MATERIAL FOR THE TASK Block Start

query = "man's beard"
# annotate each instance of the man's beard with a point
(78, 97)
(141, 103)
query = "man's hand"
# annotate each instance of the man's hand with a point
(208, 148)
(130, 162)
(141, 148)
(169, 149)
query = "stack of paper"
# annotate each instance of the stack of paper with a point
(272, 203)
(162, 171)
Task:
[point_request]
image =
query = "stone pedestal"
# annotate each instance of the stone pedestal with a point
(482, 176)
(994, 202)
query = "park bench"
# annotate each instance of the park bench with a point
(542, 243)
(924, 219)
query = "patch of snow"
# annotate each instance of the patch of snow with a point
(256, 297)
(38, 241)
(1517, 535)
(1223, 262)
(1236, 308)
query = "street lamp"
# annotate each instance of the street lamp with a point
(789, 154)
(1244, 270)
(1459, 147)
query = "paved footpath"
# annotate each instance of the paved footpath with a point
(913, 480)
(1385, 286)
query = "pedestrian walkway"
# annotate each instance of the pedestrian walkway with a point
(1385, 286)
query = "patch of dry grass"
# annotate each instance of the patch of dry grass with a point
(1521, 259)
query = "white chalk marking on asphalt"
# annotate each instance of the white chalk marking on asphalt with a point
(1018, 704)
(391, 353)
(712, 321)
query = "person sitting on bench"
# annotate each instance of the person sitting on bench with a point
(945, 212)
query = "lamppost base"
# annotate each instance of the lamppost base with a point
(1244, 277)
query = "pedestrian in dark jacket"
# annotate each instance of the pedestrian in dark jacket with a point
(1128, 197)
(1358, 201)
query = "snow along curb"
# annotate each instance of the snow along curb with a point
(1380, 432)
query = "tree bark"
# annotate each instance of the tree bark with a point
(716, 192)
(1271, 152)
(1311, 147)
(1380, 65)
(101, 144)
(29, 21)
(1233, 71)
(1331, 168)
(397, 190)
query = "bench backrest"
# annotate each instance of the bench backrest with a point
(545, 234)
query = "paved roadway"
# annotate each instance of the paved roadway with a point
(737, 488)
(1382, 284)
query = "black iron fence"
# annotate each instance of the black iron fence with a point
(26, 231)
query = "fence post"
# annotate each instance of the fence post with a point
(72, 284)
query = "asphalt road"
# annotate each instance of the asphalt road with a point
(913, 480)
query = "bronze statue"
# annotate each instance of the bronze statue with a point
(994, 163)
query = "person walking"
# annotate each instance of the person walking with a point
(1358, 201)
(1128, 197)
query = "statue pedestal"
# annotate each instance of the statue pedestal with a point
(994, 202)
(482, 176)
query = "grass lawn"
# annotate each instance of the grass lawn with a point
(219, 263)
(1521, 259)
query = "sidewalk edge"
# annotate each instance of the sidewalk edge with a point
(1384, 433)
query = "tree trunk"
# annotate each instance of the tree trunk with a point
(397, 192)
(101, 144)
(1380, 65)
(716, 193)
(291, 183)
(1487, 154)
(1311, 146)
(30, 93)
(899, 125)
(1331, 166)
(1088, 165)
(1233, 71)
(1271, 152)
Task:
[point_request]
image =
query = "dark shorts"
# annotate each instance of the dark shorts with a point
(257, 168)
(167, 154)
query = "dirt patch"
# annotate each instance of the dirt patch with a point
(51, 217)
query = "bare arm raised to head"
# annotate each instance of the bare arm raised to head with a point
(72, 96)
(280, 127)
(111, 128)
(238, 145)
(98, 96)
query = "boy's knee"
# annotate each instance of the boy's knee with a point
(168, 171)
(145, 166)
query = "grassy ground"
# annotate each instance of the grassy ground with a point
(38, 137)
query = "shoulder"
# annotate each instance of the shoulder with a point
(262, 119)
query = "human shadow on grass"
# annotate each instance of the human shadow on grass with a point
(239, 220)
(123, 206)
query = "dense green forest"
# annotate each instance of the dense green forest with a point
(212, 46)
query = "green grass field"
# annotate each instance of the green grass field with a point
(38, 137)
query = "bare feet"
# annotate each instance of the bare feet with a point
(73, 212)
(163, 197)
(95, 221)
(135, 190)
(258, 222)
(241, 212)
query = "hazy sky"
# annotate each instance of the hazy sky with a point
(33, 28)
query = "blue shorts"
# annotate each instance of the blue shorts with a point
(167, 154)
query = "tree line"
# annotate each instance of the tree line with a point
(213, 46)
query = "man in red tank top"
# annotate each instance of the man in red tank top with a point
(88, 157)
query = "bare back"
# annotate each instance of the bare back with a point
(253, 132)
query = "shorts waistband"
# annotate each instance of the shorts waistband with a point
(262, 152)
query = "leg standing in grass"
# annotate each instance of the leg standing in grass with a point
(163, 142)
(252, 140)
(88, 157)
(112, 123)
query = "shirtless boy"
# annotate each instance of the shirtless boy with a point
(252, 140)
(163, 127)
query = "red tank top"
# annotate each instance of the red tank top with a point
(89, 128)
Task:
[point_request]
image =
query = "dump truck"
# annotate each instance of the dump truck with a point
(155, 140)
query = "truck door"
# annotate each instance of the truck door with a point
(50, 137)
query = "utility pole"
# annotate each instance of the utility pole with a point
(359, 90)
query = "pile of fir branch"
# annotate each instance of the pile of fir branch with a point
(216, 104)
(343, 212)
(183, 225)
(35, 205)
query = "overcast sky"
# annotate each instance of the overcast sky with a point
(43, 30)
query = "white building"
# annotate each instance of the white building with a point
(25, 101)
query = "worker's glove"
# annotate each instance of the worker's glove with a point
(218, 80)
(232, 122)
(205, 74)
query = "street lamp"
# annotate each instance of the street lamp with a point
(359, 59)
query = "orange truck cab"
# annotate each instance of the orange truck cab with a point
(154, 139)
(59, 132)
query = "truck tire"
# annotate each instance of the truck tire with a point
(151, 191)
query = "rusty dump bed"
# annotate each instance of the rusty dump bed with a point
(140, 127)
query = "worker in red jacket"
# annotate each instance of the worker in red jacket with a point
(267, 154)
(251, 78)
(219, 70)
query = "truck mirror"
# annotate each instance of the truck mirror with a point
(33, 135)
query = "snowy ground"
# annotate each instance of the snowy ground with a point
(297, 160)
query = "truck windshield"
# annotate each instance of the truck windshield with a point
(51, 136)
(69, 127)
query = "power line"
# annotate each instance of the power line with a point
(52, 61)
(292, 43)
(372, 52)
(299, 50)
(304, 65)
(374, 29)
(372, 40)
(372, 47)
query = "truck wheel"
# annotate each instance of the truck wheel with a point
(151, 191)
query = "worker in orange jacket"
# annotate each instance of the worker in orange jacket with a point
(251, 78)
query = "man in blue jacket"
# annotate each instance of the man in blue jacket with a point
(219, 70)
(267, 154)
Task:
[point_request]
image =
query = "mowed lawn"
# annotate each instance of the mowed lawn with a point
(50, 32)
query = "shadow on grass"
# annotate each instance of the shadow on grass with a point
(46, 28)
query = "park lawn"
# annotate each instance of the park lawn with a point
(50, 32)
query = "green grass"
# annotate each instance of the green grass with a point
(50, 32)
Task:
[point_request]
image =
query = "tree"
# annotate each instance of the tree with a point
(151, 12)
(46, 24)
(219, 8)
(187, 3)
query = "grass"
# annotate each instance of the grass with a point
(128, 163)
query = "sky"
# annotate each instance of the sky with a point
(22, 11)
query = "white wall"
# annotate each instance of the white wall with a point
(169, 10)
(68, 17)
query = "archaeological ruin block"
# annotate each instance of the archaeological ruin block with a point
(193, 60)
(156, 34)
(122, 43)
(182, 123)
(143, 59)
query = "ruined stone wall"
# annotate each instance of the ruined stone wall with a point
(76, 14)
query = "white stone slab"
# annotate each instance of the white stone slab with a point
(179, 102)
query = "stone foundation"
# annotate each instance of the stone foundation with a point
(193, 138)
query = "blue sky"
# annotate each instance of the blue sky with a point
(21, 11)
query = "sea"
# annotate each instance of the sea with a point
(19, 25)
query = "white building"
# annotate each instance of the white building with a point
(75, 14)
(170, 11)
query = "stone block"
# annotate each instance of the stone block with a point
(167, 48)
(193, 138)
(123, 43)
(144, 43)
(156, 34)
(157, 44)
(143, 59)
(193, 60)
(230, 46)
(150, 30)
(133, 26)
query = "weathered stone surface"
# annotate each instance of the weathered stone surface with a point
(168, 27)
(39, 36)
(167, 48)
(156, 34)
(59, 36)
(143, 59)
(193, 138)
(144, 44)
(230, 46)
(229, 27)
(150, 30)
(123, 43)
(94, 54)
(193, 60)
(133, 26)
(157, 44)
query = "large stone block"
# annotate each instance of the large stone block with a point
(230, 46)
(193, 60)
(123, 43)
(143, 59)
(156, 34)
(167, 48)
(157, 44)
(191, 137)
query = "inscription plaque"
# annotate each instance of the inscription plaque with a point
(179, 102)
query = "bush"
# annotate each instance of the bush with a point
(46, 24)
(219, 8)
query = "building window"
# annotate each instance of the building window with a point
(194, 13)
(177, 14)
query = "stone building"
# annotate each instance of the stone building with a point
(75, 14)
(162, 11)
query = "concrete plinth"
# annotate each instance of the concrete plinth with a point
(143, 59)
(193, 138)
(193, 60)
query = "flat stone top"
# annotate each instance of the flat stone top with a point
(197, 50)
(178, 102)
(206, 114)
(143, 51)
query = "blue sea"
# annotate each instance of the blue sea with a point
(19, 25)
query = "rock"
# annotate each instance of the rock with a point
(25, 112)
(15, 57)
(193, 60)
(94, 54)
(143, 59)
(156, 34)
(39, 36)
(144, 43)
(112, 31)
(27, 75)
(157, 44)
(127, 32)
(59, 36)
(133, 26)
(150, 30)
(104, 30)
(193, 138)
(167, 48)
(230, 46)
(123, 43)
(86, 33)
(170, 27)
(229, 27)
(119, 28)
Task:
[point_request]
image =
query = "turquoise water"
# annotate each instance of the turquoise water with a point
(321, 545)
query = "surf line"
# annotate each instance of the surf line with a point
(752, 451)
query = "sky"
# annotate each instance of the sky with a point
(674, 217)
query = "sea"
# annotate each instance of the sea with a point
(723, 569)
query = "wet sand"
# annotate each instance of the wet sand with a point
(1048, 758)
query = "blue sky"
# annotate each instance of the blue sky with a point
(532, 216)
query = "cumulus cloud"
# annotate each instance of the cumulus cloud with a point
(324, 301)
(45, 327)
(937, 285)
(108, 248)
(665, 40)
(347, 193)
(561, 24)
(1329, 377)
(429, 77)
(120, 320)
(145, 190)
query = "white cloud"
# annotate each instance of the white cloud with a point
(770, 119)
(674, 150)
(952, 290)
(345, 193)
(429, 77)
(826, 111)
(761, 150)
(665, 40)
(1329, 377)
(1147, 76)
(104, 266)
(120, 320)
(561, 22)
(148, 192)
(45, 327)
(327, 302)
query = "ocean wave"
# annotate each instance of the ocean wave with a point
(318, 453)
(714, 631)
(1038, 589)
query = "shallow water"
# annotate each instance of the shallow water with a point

MATERIAL FOR THE TASK Block End

• **EXERCISE AIM**
Starting from the line that contains "# annotate each instance of the concrete", transcribe each line to the end of the records above. Please add nothing.

• **RESULT BELOW**
# annotate each instance of the concrete plinth with a point
(143, 59)
(193, 138)
(193, 60)
query = "flat stone top"
# annotate each instance of the flat stone top with a point
(197, 50)
(178, 102)
(206, 114)
(143, 51)
query = "blue sea"
# annotate each instance of the blue sea with a point
(19, 25)
query = "rock"
# annotate each instance of the rock with a point
(25, 112)
(15, 57)
(193, 60)
(94, 54)
(143, 59)
(156, 34)
(39, 36)
(144, 43)
(112, 31)
(27, 75)
(157, 44)
(127, 32)
(59, 36)
(133, 26)
(150, 30)
(104, 30)
(193, 138)
(167, 48)
(230, 46)
(123, 43)
(86, 33)
(170, 27)
(229, 27)
(119, 28)
Task:
[point_request]
image =
query = "turquoise water"
# annotate each instance of the turquoise water with a point
(321, 545)
query = "surf line"
# annotate each instance of the surf line with a point
(752, 451)
query = "sky"
# annotate each instance of the sky with a point
(674, 217)
query = "sea"
# annotate each instance of the sea with a point
(723, 569)
query = "wet sand"
# annotate each instance of the wet sand with a point
(1048, 758)
query = "blue sky"
# annotate each instance of the blue sky with a point
(532, 216)
query = "cumulus cloud"
# annotate each instance of the cumulus cloud with a point
(324, 301)
(45, 327)
(937, 285)
(108, 248)
(665, 40)
(347, 193)
(561, 24)
(1329, 377)
(429, 77)
(120, 320)
(145, 190)
query = "white cloud"
# annotate each instance of the white cloud with a point
(770, 119)
(674, 150)
(952, 290)
(345, 193)
(429, 77)
(826, 111)
(761, 150)
(665, 40)
(1329, 377)
(1147, 76)
(104, 266)
(120, 320)
(561, 22)
(148, 192)
(45, 327)
(327, 302)
query = "ocean wave"
# annotate each instance of the ocean wave with a point
(318, 453)
(714, 631)
(1038, 589)
query = "shallow water"
# annotate each instance of the shallow water with a point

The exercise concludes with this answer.